Film-documentaire d’Alain Resnais – 1955, 32 mn.
Analyse d’Antoine Lerondeau. SIDIC, 2014.
Nuit et Brouillard est un film sur la déportation et la vie concentrationnaire et non sur l’extermination des juifs d’Europe mais l’étude des conditions de conception et de montage de ce film nous permettront de comprendre le contexte français de l’après-guerre et l’ambiguïté face à la Shoah (mot pas encore utilisé à cette époque).
En 1955, le Comité d’Histoire de la Seconde Guerre mondiale, commande au cinéaste Alain Resnais la réalisation d’un documentaire sur le système concentrationnaire nazi.

#### [Consignes]
a. Selon l'extrait sur Nuit et Brouillard, à quoi servira l'étude des conditions de conception et de montage du film, alors que celui-ci ne porte pas sur l'extermination des juifs d'Europe ?
b. Relevez toutes les indications chiffrées de l'extrait sur Nuit et Brouillard, dans leur ordre d'apparition.
c. Prolongez le texte sur Nuit et Brouillard en reprenant à la suite de sa dernière phrase.

Lignes d'un jeu de données
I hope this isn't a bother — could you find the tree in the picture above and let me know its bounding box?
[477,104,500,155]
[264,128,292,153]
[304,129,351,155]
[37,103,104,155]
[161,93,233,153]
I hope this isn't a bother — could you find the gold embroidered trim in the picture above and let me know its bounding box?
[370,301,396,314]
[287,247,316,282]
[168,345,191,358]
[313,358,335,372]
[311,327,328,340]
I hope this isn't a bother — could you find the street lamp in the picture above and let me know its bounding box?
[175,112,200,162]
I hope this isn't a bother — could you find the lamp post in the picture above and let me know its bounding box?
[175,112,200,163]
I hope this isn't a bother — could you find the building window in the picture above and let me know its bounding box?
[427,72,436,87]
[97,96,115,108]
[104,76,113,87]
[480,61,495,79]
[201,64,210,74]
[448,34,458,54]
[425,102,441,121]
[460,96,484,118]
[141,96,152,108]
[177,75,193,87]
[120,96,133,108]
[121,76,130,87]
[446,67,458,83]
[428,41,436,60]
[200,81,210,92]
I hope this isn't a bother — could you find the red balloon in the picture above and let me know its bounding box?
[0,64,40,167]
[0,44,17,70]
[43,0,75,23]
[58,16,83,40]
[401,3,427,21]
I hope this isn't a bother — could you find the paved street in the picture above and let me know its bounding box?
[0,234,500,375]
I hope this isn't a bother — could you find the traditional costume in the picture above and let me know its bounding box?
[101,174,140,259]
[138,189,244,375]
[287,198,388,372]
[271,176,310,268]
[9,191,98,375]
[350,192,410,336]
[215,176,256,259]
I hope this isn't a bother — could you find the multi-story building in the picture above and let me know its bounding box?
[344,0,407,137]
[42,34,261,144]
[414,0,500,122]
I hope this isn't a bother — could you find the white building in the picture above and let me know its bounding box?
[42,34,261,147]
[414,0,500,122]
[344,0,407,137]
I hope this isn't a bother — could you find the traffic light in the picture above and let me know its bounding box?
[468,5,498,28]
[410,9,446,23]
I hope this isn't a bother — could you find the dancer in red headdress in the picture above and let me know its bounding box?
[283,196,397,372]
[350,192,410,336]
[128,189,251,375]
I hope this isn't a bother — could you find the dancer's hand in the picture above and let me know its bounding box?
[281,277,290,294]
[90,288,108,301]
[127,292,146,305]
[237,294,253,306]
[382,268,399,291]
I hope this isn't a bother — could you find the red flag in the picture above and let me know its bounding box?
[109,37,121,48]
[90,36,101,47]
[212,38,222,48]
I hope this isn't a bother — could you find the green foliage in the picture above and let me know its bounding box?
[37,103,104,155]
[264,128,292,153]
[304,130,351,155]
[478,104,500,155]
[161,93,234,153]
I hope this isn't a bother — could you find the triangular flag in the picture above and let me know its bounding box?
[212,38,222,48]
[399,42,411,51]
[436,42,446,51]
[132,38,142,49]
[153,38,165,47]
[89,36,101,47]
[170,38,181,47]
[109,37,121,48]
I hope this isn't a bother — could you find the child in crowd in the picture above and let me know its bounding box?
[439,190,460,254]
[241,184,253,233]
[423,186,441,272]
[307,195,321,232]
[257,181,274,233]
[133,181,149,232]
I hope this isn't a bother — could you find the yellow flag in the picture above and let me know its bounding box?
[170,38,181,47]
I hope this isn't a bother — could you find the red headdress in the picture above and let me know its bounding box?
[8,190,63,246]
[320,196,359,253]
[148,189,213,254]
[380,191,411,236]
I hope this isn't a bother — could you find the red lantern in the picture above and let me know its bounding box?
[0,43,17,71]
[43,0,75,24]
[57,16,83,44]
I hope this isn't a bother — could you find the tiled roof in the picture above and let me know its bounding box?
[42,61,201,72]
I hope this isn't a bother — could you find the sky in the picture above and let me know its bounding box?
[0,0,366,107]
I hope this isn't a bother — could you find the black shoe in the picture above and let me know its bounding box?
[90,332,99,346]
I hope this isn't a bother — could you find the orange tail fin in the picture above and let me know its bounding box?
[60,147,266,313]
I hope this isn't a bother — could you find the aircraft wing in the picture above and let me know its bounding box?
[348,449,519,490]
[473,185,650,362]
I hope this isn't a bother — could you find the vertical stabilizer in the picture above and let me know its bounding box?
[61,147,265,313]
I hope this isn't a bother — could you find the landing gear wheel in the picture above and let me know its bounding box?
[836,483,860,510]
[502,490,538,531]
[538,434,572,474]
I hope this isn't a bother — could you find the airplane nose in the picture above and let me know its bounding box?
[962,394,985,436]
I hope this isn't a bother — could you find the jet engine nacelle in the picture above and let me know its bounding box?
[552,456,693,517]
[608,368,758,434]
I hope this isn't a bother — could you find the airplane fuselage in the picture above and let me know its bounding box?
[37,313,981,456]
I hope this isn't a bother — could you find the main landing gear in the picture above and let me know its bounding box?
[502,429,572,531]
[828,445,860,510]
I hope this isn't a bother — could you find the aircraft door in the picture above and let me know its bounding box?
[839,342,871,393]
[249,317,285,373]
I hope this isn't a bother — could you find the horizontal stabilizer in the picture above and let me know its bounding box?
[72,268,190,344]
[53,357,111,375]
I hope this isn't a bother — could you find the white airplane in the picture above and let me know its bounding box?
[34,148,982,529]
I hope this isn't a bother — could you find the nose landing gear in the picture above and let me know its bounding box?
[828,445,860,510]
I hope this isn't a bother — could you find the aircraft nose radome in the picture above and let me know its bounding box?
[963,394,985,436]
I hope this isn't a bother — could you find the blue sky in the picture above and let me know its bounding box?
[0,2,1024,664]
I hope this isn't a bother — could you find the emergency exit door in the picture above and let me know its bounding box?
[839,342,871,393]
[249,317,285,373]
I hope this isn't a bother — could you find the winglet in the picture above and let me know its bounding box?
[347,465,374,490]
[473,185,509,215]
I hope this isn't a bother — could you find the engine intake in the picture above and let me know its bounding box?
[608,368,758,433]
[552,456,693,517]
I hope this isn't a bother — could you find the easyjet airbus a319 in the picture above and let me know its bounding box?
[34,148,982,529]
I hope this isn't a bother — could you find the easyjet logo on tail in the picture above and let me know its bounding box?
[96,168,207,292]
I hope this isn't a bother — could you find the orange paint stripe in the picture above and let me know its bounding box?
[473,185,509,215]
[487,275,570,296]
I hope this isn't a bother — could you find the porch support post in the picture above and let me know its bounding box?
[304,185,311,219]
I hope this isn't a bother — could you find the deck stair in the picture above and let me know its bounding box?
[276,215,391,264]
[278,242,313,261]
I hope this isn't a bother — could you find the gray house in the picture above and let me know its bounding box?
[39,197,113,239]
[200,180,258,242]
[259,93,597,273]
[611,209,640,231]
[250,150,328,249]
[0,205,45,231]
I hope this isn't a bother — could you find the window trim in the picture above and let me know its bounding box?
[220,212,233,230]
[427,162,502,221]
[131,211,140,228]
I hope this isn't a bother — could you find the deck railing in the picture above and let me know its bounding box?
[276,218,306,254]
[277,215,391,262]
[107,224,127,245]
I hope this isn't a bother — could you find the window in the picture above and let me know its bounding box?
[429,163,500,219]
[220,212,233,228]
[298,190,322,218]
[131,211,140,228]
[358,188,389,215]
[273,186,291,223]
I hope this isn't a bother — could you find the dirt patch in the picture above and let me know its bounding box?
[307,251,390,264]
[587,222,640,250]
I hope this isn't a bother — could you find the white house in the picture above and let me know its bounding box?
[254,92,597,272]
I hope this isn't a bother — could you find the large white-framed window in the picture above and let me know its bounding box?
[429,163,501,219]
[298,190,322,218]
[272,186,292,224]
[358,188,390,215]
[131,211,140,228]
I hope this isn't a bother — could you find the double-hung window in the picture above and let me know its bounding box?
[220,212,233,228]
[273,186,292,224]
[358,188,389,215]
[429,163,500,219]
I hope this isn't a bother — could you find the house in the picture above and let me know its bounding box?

#### [Réponses]
a. Elle permettra de comprendre le contexte français de l'après-guerre et l'ambiguïté face à la Shoah.

b. 1955, 32 mn, 2014, 1955

c.
C’est Henri Michel, secrétaire général du Comité qui lance ce projet destiné à commémorer le dixième anniversaire de la libération des camps de concentration par les alliés en 1945. Il sera le conseiller historique de l’équipe cinématographique avec une autre historienne du Comité, Olga Wormser-Migot en charge de la gestion de toutes les archives de ce Comité.
Grâce à elle, Alain Resnais va avoir accès à deux ensembles de documents :
- Des photos en noir et blanc prises par les SS eux-mêmes dans les camps ;
- Des séquences filmées en noir et blanc par les cinéastes des armées alliées lorsqu’a lieu la libération des camps et leur « nettoyage ».
Alain Resnais ajoutera des séquences en couleur, filmées par lui à Auschwitz, et qui seront insérées principalement au début et à la fin du film.
Disons d’abord quelques mots des personnalités qui ont contribué à la réalisation de Nuit et Brouillard.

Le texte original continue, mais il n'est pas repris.